• _What the task requires_
All records should be reproduced verbatim.

(Stored dataset items)
..........
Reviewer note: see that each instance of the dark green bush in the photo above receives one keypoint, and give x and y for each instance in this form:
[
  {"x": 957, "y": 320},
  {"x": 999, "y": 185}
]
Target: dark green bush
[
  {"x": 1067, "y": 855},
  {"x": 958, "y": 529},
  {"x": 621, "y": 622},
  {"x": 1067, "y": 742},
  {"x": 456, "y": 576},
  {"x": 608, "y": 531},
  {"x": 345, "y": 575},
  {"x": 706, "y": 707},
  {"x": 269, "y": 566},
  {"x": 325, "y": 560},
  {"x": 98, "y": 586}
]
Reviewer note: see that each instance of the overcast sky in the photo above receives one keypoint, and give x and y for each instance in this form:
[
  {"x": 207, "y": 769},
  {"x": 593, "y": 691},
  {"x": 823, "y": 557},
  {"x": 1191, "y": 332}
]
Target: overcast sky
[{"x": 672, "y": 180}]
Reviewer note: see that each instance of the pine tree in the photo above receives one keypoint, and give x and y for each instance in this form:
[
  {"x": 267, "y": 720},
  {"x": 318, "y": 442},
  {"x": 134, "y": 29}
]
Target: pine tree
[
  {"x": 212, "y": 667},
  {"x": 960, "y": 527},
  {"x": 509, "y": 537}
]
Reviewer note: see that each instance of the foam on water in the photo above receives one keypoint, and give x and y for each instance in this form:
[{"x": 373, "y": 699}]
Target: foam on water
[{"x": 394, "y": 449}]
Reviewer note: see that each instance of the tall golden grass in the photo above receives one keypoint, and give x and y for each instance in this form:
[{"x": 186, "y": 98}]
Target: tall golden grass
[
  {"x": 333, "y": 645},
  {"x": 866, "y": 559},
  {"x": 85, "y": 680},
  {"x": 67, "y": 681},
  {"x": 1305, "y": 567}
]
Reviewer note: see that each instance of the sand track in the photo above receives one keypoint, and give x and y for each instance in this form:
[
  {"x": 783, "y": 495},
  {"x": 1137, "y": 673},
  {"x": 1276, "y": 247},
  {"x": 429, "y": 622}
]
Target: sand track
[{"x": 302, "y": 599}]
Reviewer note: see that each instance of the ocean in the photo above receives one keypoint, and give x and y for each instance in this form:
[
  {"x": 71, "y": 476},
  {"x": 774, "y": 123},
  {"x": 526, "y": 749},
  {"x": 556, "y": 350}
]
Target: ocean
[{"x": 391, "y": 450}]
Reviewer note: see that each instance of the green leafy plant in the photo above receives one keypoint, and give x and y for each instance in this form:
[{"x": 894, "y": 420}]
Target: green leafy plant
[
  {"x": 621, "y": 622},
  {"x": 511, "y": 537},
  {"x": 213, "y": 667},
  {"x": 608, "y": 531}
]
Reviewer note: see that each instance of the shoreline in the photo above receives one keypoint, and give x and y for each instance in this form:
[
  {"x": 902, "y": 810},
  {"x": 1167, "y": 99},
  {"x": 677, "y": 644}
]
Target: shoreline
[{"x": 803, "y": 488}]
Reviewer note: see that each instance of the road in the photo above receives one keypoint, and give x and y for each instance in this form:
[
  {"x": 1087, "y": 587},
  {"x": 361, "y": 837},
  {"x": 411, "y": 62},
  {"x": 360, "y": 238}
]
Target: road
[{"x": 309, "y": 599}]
..........
• _Answer section_
Reviewer note: see that each instance of the dark green bush in the photo above receives one keypoint, and give x and y for each instance in this form:
[
  {"x": 957, "y": 320},
  {"x": 999, "y": 185}
]
Target: dark green bush
[
  {"x": 1067, "y": 855},
  {"x": 958, "y": 529},
  {"x": 621, "y": 622},
  {"x": 1067, "y": 742},
  {"x": 456, "y": 576},
  {"x": 608, "y": 531},
  {"x": 345, "y": 575},
  {"x": 706, "y": 707},
  {"x": 269, "y": 566},
  {"x": 325, "y": 560},
  {"x": 98, "y": 586}
]
Reviewer note: see that each instance of the overcast sky in the photo above receives one keypoint, and give x and y for each instance in this form:
[
  {"x": 207, "y": 769},
  {"x": 593, "y": 691},
  {"x": 823, "y": 557},
  {"x": 1191, "y": 332}
]
Target: overcast sky
[{"x": 672, "y": 180}]
Reviewer note: see that each instance of the pine tree in the photo above receives one keypoint, and give x and y for each instance in this form:
[
  {"x": 267, "y": 720},
  {"x": 318, "y": 442},
  {"x": 134, "y": 29}
]
Target: pine tree
[
  {"x": 212, "y": 667},
  {"x": 960, "y": 527},
  {"x": 509, "y": 537}
]
Reviewer note: see that each instance of the foam on water in the photo above receives one keypoint, and give x and y for each instance in this form:
[{"x": 373, "y": 699}]
Target: foam on water
[{"x": 394, "y": 449}]
Reviewer note: see that each instance of the tall golden grass in the photo above receives one keypoint, and give x and y for each instance in this form:
[{"x": 186, "y": 98}]
Target: tall golden grass
[
  {"x": 333, "y": 645},
  {"x": 866, "y": 559},
  {"x": 85, "y": 680},
  {"x": 67, "y": 681},
  {"x": 1305, "y": 567}
]
Reviewer note: see that each instance of the sand track in the photo above receives one keypoint, and give x and y for each instance in this form:
[
  {"x": 783, "y": 495},
  {"x": 1137, "y": 673},
  {"x": 1276, "y": 247},
  {"x": 429, "y": 622}
]
Target: sand track
[{"x": 302, "y": 599}]
Reviewer note: see that each instance of the ocean in the photo above receives one keypoint, and give x and y for each instance in this form:
[
  {"x": 71, "y": 476},
  {"x": 774, "y": 123},
  {"x": 526, "y": 749},
  {"x": 556, "y": 350}
]
Target: ocean
[{"x": 391, "y": 450}]
Reviewer note: see that each instance of the green leafy plant in the photo above receives one keypoint, and give x and y for each instance in this form:
[{"x": 894, "y": 420}]
Target: green leafy plant
[
  {"x": 621, "y": 622},
  {"x": 511, "y": 537},
  {"x": 213, "y": 667},
  {"x": 608, "y": 531}
]
Reviewer note: see that each instance of the shoreline in the photo above receives one keypoint, and give x and y for each instance in this form:
[
  {"x": 902, "y": 810},
  {"x": 1167, "y": 99},
  {"x": 677, "y": 644}
]
Target: shoreline
[{"x": 803, "y": 488}]
Reviewer note: see that each instance of the road in the photo above receives one keypoint, and give x and y for each instance in this form:
[
  {"x": 1087, "y": 587},
  {"x": 361, "y": 837},
  {"x": 411, "y": 62},
  {"x": 360, "y": 238}
]
Target: road
[{"x": 309, "y": 599}]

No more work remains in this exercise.